What the exercise asks: Reproduce the listing below as it stands. Leave out each image.

Input records:
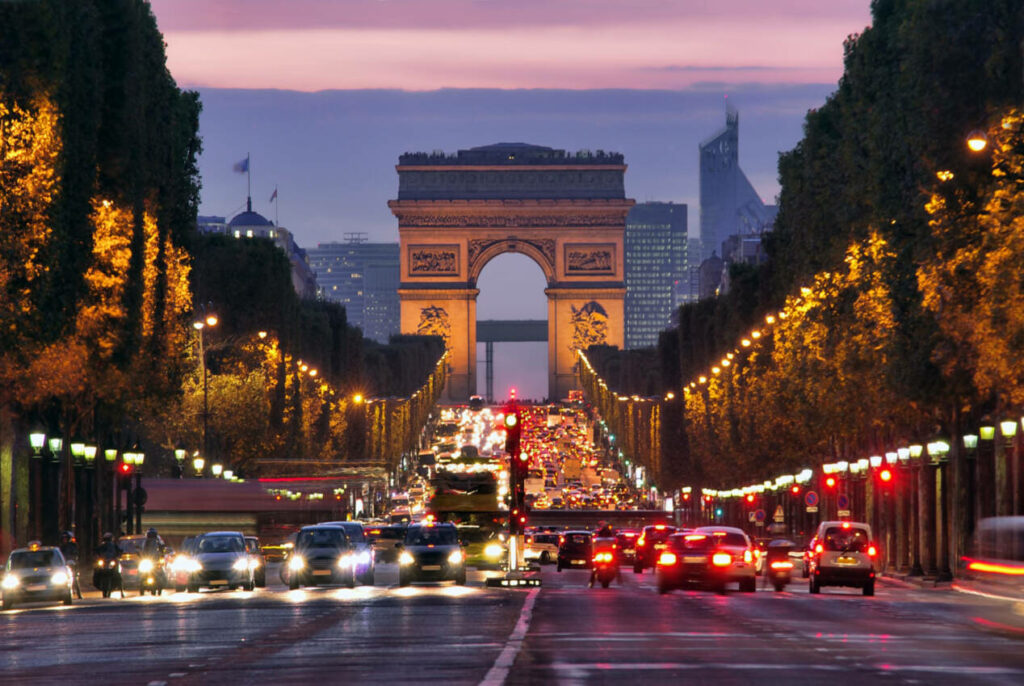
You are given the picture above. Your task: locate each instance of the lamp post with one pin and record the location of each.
(938, 451)
(206, 319)
(916, 530)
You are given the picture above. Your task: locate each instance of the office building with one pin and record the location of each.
(656, 272)
(363, 276)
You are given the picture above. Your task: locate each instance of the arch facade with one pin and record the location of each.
(564, 211)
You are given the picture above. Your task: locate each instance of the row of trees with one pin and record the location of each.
(895, 260)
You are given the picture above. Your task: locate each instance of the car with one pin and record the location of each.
(257, 560)
(384, 540)
(542, 546)
(843, 555)
(431, 552)
(574, 550)
(364, 551)
(220, 561)
(710, 557)
(649, 545)
(36, 573)
(323, 554)
(485, 549)
(626, 539)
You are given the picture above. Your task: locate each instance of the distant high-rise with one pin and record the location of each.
(729, 205)
(656, 274)
(363, 276)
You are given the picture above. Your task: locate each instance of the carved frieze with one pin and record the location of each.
(613, 219)
(590, 259)
(433, 260)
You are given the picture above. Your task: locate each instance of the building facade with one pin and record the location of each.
(656, 273)
(729, 205)
(363, 276)
(251, 224)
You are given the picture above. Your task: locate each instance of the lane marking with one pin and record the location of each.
(500, 672)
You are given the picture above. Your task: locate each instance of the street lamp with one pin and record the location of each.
(206, 318)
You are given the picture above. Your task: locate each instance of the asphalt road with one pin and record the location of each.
(564, 633)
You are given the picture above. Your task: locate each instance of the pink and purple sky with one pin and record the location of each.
(313, 45)
(326, 94)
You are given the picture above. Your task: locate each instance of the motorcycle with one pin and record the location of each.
(152, 575)
(107, 576)
(778, 566)
(604, 565)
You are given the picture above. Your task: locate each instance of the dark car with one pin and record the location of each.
(431, 553)
(221, 561)
(257, 559)
(710, 557)
(363, 550)
(323, 554)
(385, 541)
(627, 542)
(574, 550)
(651, 542)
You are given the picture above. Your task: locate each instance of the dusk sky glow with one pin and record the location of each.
(313, 45)
(326, 94)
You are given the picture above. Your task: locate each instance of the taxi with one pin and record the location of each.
(36, 573)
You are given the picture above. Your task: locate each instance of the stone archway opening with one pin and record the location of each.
(511, 305)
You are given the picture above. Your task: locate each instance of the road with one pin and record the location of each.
(563, 633)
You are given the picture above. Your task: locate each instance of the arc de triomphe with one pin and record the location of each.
(565, 211)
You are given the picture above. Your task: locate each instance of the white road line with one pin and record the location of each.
(500, 672)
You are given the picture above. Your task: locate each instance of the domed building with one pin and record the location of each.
(251, 224)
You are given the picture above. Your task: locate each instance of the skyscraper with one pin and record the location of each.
(656, 274)
(729, 205)
(364, 277)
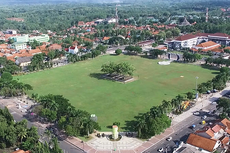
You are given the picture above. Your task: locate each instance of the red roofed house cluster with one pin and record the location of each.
(200, 42)
(211, 137)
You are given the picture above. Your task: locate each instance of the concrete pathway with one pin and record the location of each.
(128, 144)
(102, 145)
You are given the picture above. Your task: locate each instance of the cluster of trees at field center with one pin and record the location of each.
(123, 69)
(10, 87)
(17, 135)
(57, 109)
(156, 120)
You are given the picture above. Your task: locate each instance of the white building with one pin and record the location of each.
(18, 45)
(185, 41)
(9, 31)
(73, 50)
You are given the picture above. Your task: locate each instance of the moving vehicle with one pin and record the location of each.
(196, 113)
(169, 139)
(161, 150)
(204, 117)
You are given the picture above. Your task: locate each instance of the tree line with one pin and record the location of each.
(122, 68)
(57, 109)
(16, 134)
(156, 120)
(191, 57)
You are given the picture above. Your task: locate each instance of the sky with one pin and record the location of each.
(56, 1)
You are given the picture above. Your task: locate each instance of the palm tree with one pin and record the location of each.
(166, 105)
(154, 111)
(53, 105)
(48, 134)
(179, 99)
(88, 126)
(22, 134)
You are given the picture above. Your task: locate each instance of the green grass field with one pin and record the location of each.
(113, 101)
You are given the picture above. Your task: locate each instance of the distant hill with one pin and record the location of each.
(11, 2)
(16, 2)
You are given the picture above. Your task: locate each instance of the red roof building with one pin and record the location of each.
(207, 46)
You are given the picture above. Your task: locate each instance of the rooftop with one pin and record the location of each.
(185, 37)
(207, 44)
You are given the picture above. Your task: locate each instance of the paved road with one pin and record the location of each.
(65, 146)
(182, 131)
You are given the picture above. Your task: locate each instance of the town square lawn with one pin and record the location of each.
(82, 84)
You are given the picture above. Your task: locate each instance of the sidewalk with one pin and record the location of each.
(87, 147)
(201, 103)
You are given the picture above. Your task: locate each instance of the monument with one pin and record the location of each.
(115, 132)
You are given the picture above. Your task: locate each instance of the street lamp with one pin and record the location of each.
(196, 87)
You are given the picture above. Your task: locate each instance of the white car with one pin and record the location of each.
(204, 117)
(196, 113)
(161, 150)
(169, 139)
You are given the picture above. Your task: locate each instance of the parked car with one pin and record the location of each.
(196, 113)
(161, 150)
(204, 117)
(169, 139)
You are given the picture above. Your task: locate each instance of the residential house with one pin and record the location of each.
(81, 24)
(191, 40)
(206, 46)
(23, 38)
(55, 47)
(202, 143)
(185, 41)
(41, 38)
(18, 45)
(185, 23)
(9, 31)
(73, 50)
(146, 43)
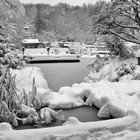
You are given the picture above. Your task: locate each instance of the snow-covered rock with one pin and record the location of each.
(118, 99)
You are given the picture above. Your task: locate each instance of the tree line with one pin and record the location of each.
(62, 21)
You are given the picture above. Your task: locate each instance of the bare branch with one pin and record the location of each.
(124, 26)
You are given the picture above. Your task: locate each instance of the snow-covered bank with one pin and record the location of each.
(24, 79)
(118, 99)
(70, 128)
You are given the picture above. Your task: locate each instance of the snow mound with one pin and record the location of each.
(72, 121)
(5, 127)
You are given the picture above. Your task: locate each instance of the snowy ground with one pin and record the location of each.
(118, 99)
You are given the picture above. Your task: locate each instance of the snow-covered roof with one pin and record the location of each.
(30, 41)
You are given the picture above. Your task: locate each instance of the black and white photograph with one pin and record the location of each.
(69, 69)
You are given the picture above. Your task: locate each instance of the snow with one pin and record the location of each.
(30, 41)
(138, 54)
(118, 99)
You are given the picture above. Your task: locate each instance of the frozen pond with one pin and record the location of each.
(66, 74)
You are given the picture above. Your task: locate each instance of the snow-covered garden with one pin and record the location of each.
(114, 90)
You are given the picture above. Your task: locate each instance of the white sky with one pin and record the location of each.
(54, 2)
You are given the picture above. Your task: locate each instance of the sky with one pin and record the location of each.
(54, 2)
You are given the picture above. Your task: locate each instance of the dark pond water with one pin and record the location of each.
(66, 74)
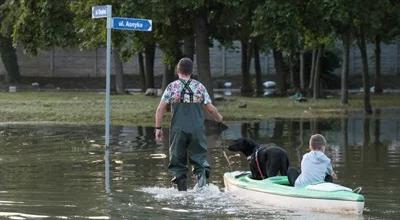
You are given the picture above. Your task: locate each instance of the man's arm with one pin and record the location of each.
(213, 111)
(161, 109)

Expected answer:
You are given the picture above. Your task: locate each instance of the lamp post with one pin and record the location of each.
(938, 451)
(206, 319)
(916, 530)
You are given the picture above. Your task: locate each instance of the office building with one pin and record the location of each.
(656, 272)
(363, 276)
You are given the picture above. Your task: locate each instance of the arch facade with one pin and record the location of each.
(564, 211)
You are given the picture above. Your task: locate each instance of the row of trees with one pin and record the location of each.
(895, 260)
You are given the picture above. Your task: locate each instance of the car with one pin and record the location of each.
(257, 560)
(384, 540)
(542, 546)
(843, 555)
(431, 552)
(574, 550)
(364, 551)
(220, 561)
(710, 557)
(649, 545)
(36, 573)
(323, 554)
(485, 549)
(626, 539)
You are given the picture above. Your task: locate each instance of the distant high-rise with one pin and record the location of each.
(729, 205)
(656, 274)
(363, 276)
You are given the picture above. Your task: locate each instance of the carved frieze with one pin and record the location of each.
(613, 219)
(590, 259)
(433, 260)
You are given the picture above. Your task: locate each instance of the building facade with one pin and record the location of each.
(656, 273)
(729, 205)
(363, 276)
(251, 224)
You are given the picture above. Your task: locate each instance of the lane marking with one pin and record the location of each.
(500, 672)
You are given the picture above. Your task: locate each instance of the street lamp with one pin and record the location of each.
(206, 318)
You are given the picture above. Your task: locate each instance of the asphalt road with one pin and record the location of each.
(564, 633)
You are given the picture above. Your task: locate each instance of the pink and purple sky with one pin and record the location of each.
(313, 45)
(326, 94)
You are given the picture above. Your task: locate each instance of the motorcycle with one pin and record the location of each.
(152, 575)
(107, 576)
(778, 566)
(604, 565)
You are given the picture above. Your task: locate each instance of the dark car with one pin and record the location of each.
(431, 553)
(221, 561)
(257, 559)
(710, 557)
(363, 550)
(323, 554)
(385, 541)
(627, 542)
(574, 550)
(651, 542)
You are given the picture above. Your task: locate each instance of the dusk sky glow with one pin and record the location of each.
(313, 45)
(326, 94)
You are given the picture above. Your task: locate each instance of the taxi with one pin and record the location of each.
(36, 573)
You are given the picture above. Your task: locate each instance of the stone archway opening with one pin and record the location of each.
(511, 305)
You are given the picture above. Your task: locate each instance of the road with one pin and record the location of each.
(563, 633)
You are given the picture above. Your task: locate each instance of the arc de triomphe with one pin and record the location of each.
(565, 211)
You are given the picture above. Your task: locate each instance of the white road line with one pin and record the location of each.
(500, 672)
You are given the picture above. Your task: locate each instance of the domed building with one pin and record the location of each.
(251, 224)
You are given the picture above. Your task: locate each instance of the skyscraper with one pin and record the location of each.
(656, 274)
(729, 205)
(364, 277)
You are given the picture above. Your task: locate each instance of the red roofed house cluster with one pin and record the location of each.
(200, 42)
(211, 137)
You are given the picture above. Your task: locate each instance of the concrete pathway with one pin and record the location of each.
(128, 144)
(102, 145)
You are given the picture above. Your task: locate each instance of the cluster of trees at field center with one pin and record the location of each.
(123, 69)
(10, 87)
(17, 135)
(57, 109)
(156, 120)
You are given the picture above. Your task: locate each instance of the white building with one pin and record the location of each.
(18, 45)
(185, 41)
(9, 31)
(73, 50)
You are given the picture above. Your task: locate each instance of the moving vehicle with one pin and record the location of each.
(196, 113)
(169, 139)
(161, 150)
(204, 117)
You are given the picture above. Your task: locate each instance of the tree line with one pin and record the location of each.
(122, 68)
(57, 109)
(16, 134)
(156, 120)
(191, 57)
You are given the picture above. Your task: locate each instance of the sky with one pin and record the location of each.
(56, 1)
You are given the picture above. Your task: locate each instance of the palm tree with one pin and record the location of each.
(166, 105)
(154, 111)
(53, 105)
(48, 134)
(179, 99)
(88, 126)
(22, 134)
You are given the picture above. Your task: locate each instance of the green grass field with one pin and record the location of each.
(113, 101)
You are given the picture above. Your task: locate each instance of the distant hill with one pin and record the location of each.
(11, 2)
(16, 2)
You are given the picture above. Your task: locate each instance of the red roof building with one pin and record the location of each.
(207, 46)
You are given the picture above. Your task: locate each instance of the rooftop with one pin and record the location of each.
(185, 37)
(207, 44)
You are given the picture above. Your task: locate each instance of the paved road with one pin and record the location of each.
(65, 146)
(182, 131)
You are given the picture above. Your task: locate each instance of the town square lawn with one pin and record the location of each.
(82, 84)
You are given the picture above. Your task: locate each instance of the sidewalk with one pin and record the location of each.
(87, 147)
(201, 103)
You are given the picture above. Your task: locate each instance of the monument with one pin and record the location of each.
(115, 132)
You are given the picture above. Your task: locate each instance of the street lamp with one pin and record the location of each.
(196, 87)
You are given the picture above. Your task: locate each instance of the white car with one pin and record the location of each.
(204, 117)
(196, 113)
(161, 150)
(169, 139)
You are given the picture above. Your task: locate each instance of the parked car with one pin and record the location of each.
(196, 113)
(161, 150)
(204, 117)
(169, 139)
You are given the picture above. Your task: locate each instance of the residential house with one pin and record the location of each.
(81, 24)
(191, 40)
(206, 46)
(23, 38)
(55, 47)
(202, 143)
(185, 41)
(41, 38)
(18, 45)
(185, 23)
(9, 31)
(73, 50)
(146, 43)
You are given the picture above. Your task: locate each instance of the snow-covered rock with one pin and record the location of each.
(118, 99)
You are given the picture above. Your task: locate each instance of the tree line with one pin and record the location of each.
(62, 21)
You are given the picture above. Your task: locate each instance of the bare branch with one pin and record the location of each.
(124, 26)
You are given the picture above. Your task: locate each instance of the snow-covered bank with one pin and record the location of each.
(24, 79)
(118, 99)
(70, 128)
You are given the picture above. Your task: locate each instance of the snow mound with one pin and record the location of each.
(72, 121)
(5, 127)
You are given the picture above. Your task: locate each instance of the snowy ground with one pin and record the location of each.
(118, 99)
You are given the picture above. Your task: locate each instance of the snow-covered roof with one pin and record the location of each.
(30, 41)
You are given the picture above. Your task: locate each instance of the black and white photograph with one pin and record the location of each.
(69, 69)
You are given the picture above. Your task: locate each instance of the snow with one pin and record the location of each.
(30, 41)
(138, 54)
(118, 99)
You are given the picture above. Your task: locate each instance of the frozen pond with one pin and record the location of each.
(66, 74)
You are given the picture above. Your task: locate each instance of the snow-covered garden with one pin and record the location of each.
(114, 90)
You are given the picture above. Your task: locate each instance of the white sky with one pin and record the location of each.
(54, 2)
You are given the picture above. Your task: locate each instance of the sky with one pin and record the location of each.
(54, 2)
You are given the picture above. Your task: locate each instance of the dark pond water with one pin and record the location of each.
(66, 74)
You are given the picture above. Your task: locate each instance of the man's arm with one pin and record the location of each.
(213, 111)
(161, 109)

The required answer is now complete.